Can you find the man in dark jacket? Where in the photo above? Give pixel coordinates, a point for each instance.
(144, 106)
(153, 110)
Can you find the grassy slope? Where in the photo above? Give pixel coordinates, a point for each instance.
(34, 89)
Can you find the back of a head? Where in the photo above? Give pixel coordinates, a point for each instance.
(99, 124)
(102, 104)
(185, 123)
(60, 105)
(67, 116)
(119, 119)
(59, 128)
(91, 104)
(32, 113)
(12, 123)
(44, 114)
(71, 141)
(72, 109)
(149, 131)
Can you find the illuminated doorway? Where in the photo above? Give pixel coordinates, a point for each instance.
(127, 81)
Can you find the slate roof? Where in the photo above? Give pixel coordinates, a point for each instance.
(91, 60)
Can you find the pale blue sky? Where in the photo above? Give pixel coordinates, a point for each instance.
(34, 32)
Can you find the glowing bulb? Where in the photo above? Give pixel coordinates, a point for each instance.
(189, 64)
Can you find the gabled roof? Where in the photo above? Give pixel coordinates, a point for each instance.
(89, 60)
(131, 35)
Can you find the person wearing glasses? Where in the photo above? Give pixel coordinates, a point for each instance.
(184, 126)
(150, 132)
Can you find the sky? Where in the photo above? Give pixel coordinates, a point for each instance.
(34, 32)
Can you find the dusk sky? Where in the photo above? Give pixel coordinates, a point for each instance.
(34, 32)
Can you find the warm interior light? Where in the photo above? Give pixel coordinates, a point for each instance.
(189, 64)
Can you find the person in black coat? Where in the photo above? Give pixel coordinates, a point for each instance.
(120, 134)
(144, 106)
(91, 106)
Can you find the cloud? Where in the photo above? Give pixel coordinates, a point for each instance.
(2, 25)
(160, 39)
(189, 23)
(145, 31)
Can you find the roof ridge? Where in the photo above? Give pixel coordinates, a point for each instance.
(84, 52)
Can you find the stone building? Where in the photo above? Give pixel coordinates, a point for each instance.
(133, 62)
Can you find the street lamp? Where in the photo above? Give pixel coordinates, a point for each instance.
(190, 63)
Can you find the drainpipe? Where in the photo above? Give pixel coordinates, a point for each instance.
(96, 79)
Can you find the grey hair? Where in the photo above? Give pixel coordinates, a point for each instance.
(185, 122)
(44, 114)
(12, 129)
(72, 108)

※ ※ ※

» Work required
Each record must be restated word for word, including the last line.

» Exercise solution
Can you find the man in dark jacket? Where in the photo above? Give pixel coordinates, a point for each instance.
(144, 106)
(153, 110)
Can you find the grassy slope? Where in the photo above? Give pixel coordinates, a point for each instance.
(34, 89)
Can you find the back of a head? Where in the photo above? Give pixel coordinates, a point for each instance.
(99, 124)
(102, 104)
(185, 123)
(60, 105)
(67, 116)
(119, 119)
(59, 128)
(91, 104)
(32, 113)
(12, 123)
(44, 114)
(71, 141)
(72, 109)
(149, 131)
Can you find the illuminated doorway? Where in the photo above? Give pixel coordinates, a point for each instance.
(127, 81)
Can you find the slate roof? Where in the photo above? Give pixel coordinates, a point for each instance.
(91, 60)
Can you find the pale blue sky? Where in the photo above? Give pixel coordinates, a point for each instance.
(34, 32)
Can you find the glowing bulb? Where in the photo above? Give pixel coordinates, a point for each instance.
(189, 64)
Can you find the gabled roof? Where in the photo above? Give pixel coordinates, a point for each instance.
(89, 60)
(131, 35)
Can you find the person wearing glasses? Where in the photo above? Give pixel coordinates, a point for each instance.
(184, 126)
(150, 132)
Can you find the sky? Where in the photo above? Give pixel coordinates, a point for each instance.
(34, 32)
Can you find the dusk sky? Where in the photo above? Give pixel coordinates, a point for each instance.
(34, 32)
Can you find the warm interior light? Where in the photo above? Give pixel coordinates, a point for each instance.
(189, 64)
Can you find the person in black coat? Where in the photo above? Give pixel coordinates, a point for each instance.
(120, 134)
(144, 106)
(91, 106)
Can you find the cloud? Where in the photo above? Give pixel coordinates, a point for each instance.
(2, 25)
(160, 39)
(189, 23)
(145, 31)
Can you find the roof ridge? Where in the photo above? Give pixel coordinates, a point for each instance.
(84, 52)
Can you find the stone building? Where in the photo above? Give pixel coordinates, a point for each instance.
(133, 62)
Can you find the street lamp? Where in the photo above? Give pixel coordinates, a point for each instance.
(190, 63)
Can you find the drainpipe? Where in the photo above? Give pixel coordinates, a point for each instance.
(96, 79)
Can you find the grey hair? Where in the photo above? Give pixel coordinates, a point for each instance.
(185, 122)
(44, 114)
(12, 129)
(72, 108)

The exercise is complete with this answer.